WRITTEN TASK 1 — According to the IoT text, what cloud platform does Siemens offer?
WRITTEN TASK 2 — Copy word for word the part of the IoT text between "This use-case is" and "and large costs.", inclusive.

PAGE EXTRACT —
------------------------------------------------

This is the challenge the German automotive industry is currently dealing with. It has always been strong in manufacturing at scale, while for example Tesla as a young competitor is way more software driven. Building a prototype everyone loves does not mean that it is ready for mass production — no matter if it is hard- or software. Tesla experienced it the other way around than German OEMs, when they had to scale the Model 3 production and had to move parts of the production into a temporary tent.
The following schematic describes common IoT set-ups in some more detail
Sensors measure relevant information e.g. on machines or devices. The events need to pass a gateway: Data from the devices/sensors needs to be preprocessed (often filtered to reduce volume) and translated as different communication technologies are used, e.g. Bluetooth on the sensor/actor side and LAN on the cloud side.
In the cloud the incoming events are monitored and evaluated. Different actions can be carried out based on the insights that are gained.
The large cloud providers offer their individual IoT environments (e.g. AWS, GCP, Azure). However, it may become more complicated when you work on premises without a private cloud to prohibit a vendor lock and costs that are hard to estimate. For industrial IoT (IIoT) there are large companies like Bosch that offer gateway solutions, and also provide software on the application side — for example Siemens offers its cloud platform MindSphere.
What is the benefit? IoT allows for new business cases and to increase efficiency. You gain the information value cycle that suits particularly well for consumer electronics at scale when improving the application software continuously:
The technological expertise needed to be able to run in this circle is high. Most efforts happen on the application side — hence within the software running in the cloud.
The following section explains different use-cases.
Monitor, analyze, act
When you have the gateway under control, possibly large amounts of data arrive in the cloud or your own IoT platform.
Depending on the use-case of IoT, the monitor, analyze, act triad that needs to be built in software, must be considered in different ways. This is broken down in the following schematic, where maintenance/service, demand-driven business, and machine to machine use cases are described.
This use-case is dominant in predictive maintenance in production processes, even for smaller endeavors. In suitable business-cases it is assumed that prediction of failure by monitoring and analyzing the condition of expensive production parts with help of suitable sensors, can prevent them from breaking. Instead a much cheaper repair can circumvent long down-times and large costs.

------------------------------------------------

EXCERPTED RECORDS —
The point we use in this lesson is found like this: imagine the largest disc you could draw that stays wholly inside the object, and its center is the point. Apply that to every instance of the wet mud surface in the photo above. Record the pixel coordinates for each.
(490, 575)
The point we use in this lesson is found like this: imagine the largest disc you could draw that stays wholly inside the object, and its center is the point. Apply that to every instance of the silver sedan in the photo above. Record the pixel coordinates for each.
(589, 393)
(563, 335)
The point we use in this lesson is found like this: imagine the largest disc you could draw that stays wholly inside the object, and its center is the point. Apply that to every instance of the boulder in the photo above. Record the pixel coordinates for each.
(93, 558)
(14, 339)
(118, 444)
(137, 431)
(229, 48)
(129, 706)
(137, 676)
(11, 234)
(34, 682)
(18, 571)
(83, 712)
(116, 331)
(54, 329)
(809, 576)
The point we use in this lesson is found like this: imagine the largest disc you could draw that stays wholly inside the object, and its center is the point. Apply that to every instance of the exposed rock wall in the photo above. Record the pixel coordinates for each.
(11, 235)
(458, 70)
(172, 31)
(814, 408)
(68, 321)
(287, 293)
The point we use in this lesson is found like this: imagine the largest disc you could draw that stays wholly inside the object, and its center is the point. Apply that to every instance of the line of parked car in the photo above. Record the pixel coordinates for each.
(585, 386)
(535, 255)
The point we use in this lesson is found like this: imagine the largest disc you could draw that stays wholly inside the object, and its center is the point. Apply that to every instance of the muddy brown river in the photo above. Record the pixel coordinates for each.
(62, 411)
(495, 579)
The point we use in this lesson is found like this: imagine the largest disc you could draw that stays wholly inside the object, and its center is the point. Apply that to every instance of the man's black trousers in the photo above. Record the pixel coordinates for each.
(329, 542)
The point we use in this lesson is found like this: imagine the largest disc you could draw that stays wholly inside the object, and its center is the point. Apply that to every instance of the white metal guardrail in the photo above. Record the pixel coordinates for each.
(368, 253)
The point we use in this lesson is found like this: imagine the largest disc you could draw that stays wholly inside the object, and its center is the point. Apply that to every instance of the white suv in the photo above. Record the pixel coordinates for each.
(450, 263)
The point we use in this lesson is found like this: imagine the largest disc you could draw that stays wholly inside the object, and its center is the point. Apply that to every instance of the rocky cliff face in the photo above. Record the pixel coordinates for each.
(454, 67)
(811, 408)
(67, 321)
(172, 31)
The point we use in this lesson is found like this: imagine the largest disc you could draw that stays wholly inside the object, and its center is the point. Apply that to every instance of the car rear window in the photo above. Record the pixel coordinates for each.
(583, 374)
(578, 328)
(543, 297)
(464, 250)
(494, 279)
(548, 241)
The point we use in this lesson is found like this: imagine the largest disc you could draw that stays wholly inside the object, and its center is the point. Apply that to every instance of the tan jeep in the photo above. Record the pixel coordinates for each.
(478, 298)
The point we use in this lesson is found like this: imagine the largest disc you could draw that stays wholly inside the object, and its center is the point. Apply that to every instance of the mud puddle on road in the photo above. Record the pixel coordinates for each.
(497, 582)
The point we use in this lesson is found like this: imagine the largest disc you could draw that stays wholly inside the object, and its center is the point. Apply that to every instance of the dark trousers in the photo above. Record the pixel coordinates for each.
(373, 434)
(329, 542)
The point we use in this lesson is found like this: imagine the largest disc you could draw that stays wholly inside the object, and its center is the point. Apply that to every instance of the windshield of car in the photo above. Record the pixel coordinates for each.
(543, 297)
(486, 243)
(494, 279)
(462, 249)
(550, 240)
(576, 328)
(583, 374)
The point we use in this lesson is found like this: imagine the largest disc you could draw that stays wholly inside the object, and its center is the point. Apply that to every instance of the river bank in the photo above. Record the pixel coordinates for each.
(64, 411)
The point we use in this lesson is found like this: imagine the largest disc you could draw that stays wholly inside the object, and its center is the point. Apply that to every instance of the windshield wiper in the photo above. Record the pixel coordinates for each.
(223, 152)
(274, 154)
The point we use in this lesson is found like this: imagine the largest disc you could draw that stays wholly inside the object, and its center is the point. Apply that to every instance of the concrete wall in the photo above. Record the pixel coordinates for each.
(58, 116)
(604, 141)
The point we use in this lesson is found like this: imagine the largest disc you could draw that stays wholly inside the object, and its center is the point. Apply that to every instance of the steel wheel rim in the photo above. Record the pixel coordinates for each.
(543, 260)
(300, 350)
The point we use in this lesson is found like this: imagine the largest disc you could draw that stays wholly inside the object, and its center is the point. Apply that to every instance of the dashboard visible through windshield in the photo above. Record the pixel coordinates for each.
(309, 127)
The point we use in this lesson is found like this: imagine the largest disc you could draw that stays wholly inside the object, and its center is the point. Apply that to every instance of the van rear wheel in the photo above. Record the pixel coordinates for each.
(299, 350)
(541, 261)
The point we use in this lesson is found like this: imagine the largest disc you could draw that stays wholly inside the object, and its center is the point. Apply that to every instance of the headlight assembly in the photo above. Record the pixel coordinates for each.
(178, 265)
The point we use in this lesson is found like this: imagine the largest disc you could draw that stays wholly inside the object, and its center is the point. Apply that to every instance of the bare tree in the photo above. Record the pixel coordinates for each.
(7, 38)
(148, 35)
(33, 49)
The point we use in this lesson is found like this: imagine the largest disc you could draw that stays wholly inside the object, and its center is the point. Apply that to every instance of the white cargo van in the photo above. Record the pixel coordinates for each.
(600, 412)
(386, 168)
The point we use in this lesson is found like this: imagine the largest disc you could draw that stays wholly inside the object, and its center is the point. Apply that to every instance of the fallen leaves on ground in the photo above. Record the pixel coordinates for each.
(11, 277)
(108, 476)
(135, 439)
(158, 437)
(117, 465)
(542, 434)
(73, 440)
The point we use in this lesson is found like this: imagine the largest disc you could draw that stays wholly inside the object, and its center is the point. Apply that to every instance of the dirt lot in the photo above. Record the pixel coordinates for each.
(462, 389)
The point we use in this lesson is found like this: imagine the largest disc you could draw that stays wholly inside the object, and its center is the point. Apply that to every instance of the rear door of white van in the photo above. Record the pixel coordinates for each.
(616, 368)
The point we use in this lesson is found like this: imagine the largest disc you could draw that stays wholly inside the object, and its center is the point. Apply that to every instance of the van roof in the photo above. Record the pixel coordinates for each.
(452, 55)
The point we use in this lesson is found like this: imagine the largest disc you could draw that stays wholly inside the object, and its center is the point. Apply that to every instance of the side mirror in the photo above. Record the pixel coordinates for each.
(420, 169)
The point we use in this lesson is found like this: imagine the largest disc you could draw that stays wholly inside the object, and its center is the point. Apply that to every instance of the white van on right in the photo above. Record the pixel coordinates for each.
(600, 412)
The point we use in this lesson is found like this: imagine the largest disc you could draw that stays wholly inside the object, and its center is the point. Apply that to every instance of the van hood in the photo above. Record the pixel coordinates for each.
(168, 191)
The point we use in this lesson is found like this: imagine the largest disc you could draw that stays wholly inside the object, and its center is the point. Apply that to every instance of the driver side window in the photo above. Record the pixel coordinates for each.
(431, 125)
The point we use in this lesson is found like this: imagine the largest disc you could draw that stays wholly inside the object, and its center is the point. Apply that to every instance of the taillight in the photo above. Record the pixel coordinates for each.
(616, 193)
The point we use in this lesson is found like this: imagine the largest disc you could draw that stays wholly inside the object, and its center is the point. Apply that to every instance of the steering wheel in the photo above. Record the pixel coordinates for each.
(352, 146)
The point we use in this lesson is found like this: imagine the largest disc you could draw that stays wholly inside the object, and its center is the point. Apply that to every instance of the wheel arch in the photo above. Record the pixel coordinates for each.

------------------------------------------------

EXERCISE SOLUTION 1 — MindSphere

EXERCISE SOLUTION 2 —
This use-case is dominant in predictive maintenance in production processes, even for smaller endeavors. In suitable business-cases it is assumed that prediction of failure by monitoring and analyzing the condition of expensive production parts with help of suitable sensors, can prevent them from breaking. Instead a much cheaper repair can circumvent long down-times and large costs.